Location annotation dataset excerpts

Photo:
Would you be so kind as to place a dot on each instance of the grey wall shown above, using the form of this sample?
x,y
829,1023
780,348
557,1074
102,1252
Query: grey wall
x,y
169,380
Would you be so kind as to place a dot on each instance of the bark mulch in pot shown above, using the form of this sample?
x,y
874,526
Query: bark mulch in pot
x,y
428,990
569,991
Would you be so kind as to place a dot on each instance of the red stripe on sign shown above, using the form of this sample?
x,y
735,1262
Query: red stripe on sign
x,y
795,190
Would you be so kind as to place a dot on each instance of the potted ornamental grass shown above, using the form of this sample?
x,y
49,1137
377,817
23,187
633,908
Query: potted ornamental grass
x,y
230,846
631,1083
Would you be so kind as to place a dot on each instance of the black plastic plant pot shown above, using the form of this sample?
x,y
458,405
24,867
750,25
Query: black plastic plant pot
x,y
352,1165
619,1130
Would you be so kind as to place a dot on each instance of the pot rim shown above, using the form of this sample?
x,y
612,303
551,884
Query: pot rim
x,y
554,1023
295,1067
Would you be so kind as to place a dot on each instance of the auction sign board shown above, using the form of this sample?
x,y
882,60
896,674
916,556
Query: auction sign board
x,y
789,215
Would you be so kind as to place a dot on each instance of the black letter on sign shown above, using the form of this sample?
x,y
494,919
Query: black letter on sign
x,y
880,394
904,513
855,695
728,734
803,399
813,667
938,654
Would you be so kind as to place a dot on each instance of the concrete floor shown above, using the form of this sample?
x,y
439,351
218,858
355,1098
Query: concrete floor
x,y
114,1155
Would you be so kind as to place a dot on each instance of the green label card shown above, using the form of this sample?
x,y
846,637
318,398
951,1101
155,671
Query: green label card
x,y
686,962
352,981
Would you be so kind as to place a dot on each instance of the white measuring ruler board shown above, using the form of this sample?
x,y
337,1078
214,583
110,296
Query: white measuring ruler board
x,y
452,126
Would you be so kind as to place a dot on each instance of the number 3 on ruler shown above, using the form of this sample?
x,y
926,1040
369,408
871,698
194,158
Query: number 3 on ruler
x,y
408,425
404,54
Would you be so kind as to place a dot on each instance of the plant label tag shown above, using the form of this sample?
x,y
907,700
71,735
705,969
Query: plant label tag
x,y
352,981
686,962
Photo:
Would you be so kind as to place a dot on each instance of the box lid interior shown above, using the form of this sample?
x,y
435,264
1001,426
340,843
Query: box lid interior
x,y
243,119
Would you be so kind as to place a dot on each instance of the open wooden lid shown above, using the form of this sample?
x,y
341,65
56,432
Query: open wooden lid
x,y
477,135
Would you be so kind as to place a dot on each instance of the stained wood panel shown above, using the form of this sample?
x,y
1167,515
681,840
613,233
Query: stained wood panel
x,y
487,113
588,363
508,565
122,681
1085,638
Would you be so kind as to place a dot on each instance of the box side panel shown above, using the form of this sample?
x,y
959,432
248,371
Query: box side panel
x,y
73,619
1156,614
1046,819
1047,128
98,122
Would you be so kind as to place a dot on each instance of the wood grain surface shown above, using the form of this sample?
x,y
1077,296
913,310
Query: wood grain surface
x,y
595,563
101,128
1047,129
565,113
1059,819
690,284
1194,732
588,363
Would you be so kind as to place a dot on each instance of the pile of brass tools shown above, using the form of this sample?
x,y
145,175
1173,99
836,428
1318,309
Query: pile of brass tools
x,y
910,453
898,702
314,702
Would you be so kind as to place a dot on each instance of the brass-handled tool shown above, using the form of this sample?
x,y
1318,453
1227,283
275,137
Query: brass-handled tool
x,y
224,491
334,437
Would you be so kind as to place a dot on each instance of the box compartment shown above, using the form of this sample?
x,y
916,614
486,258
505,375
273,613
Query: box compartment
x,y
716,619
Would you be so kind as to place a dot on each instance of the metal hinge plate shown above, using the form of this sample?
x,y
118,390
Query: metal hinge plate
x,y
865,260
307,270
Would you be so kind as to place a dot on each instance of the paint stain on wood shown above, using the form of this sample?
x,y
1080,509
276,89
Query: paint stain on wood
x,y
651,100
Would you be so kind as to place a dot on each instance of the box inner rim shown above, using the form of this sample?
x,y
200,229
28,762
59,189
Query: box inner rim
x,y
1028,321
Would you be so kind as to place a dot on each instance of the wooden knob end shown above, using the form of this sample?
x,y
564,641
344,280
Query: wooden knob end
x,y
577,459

TASK DIRECTIONS
Repeat each record exactly, leaving nothing out.

WRITTEN SOLUTION
Photo:
Would you be so kind as to place a dot on each instance of the grey wall shown above, using the form of this sample?
x,y
829,1023
780,348
557,1074
102,1252
Query: grey wall
x,y
169,380
Would you be so kind as to place a dot on each instance of the bark mulch in pot shown above, using the form of this sample?
x,y
874,526
Query: bark mulch in pot
x,y
428,990
569,991
Would you be so kind as to place a dot on each instance of the red stripe on sign shown above, using the form of this sample?
x,y
735,1262
Query: red stripe on sign
x,y
795,190
Would you be so kind as to place a dot on each instance of the potted ornamental grass shown above, using the form of this sample?
x,y
49,1137
377,817
23,187
633,908
Query: potted ornamental grass
x,y
230,846
631,1083
Would you be so kind as to place a dot on each instance of the black plastic plant pot shown above, using the form of this sample?
x,y
458,405
24,867
750,25
Query: black plastic plant pot
x,y
352,1165
619,1130
Would you be so kind as to place a dot on each instance of the pot rim shown above, using the form of this sample?
x,y
612,303
551,884
Query: pot rim
x,y
554,1023
295,1067
Would you be so kind as to place a dot on each instance of the auction sign board shown above, using the form of this sample?
x,y
882,60
896,674
916,556
Query: auction sign board
x,y
789,215
Would you be so kind as to place a dot on each instance of the black letter on sign shown above, using the form of this sample?
x,y
494,919
Query: black letter on sign
x,y
880,394
904,513
855,695
728,734
803,399
813,667
938,654
Would you be so kind as to place a dot on each instance of the concrete floor shown above, using the form of this sample?
x,y
439,351
218,858
355,1098
Query: concrete floor
x,y
114,1155
Would you be so kind as to place a dot on each instance of the green label card shown above, using the form of this sample?
x,y
846,637
318,398
951,1101
155,671
Query: green label card
x,y
686,962
352,981
Would you be so kind as to place a dot on each instance of the white measuring ruler board shown above, using the form of this sample?
x,y
337,1078
214,583
110,296
Query: white measuring ruler board
x,y
452,126
Would you be so kind as to place a dot on each instance of the number 3 on ruler shown above, using the form of this sample?
x,y
926,1040
369,408
871,698
194,158
Query: number 3 on ruler
x,y
408,425
404,54
Would you be so kind as to place a dot on each instance of the plant label tag shown above, using the form of this sample?
x,y
907,700
71,735
705,969
Query: plant label tag
x,y
352,981
686,962
Photo:
Would you be so kind as to place a dot on each instance of the box lid interior shown above, using the form of this sample?
x,y
435,264
1001,426
340,843
Query: box lid interior
x,y
243,119
Would you be so kind as to place a dot on each instance of the open wooden lid shown above, using the form of this sample?
x,y
341,65
56,432
Query: open wooden lid
x,y
477,135
Would you be so kind as to place a dot on each instance of the stained wood panel shown above, using the form of this sample?
x,y
1167,515
681,840
613,233
Query: stained wood panel
x,y
487,113
588,363
508,565
122,681
1085,638
Would you be so kind as to place a dot on each instance of the box side panel shown above, using the form of this sample?
x,y
959,432
248,371
Query: box side panel
x,y
73,619
1156,614
1046,819
1047,128
98,122
Would you be so kind as to place a dot on each instance of the wood grain surface shown above, using the form of this sample?
x,y
1077,296
913,310
Query: wood grain surface
x,y
595,563
101,128
1047,129
565,113
1059,819
690,284
1194,732
588,363
Would you be so kind as to place a dot on each instance of the pile of brass tools shown above, using the form of this sample?
x,y
145,175
1173,99
836,428
1318,309
Query: pile of brass tools
x,y
910,453
898,702
314,702
Would you be so kind as to place a dot on each instance of the brass-handled tool shown above, using the form of this sample?
x,y
1318,453
1227,283
275,137
Query: brass-handled tool
x,y
224,491
334,437
Would you be so kind as to place a dot on each instance of the box compartment shown above, using the form of this sample?
x,y
916,614
486,258
505,375
273,613
Query: box compartment
x,y
716,619
Would you be so kind as to place a dot on each instance of the metal hinge plate shown above, using the form of this sample?
x,y
118,390
Query: metal hinge plate
x,y
865,260
307,270
Would you be so kind as to place a dot on each instance of the paint stain on wood shown above, using the form of this sample?
x,y
1080,509
276,89
Query: paint stain on wood
x,y
651,100
Would you be so kind as to place a dot on each instance of the box inner rim shown above, using the form of this sample?
x,y
200,229
28,762
59,189
Query: box inner rim
x,y
1028,321
Would you be so kind as to place a dot on each instance of the wooden knob end shown above, using the form of this sample?
x,y
564,641
344,280
Query: wooden knob end
x,y
577,459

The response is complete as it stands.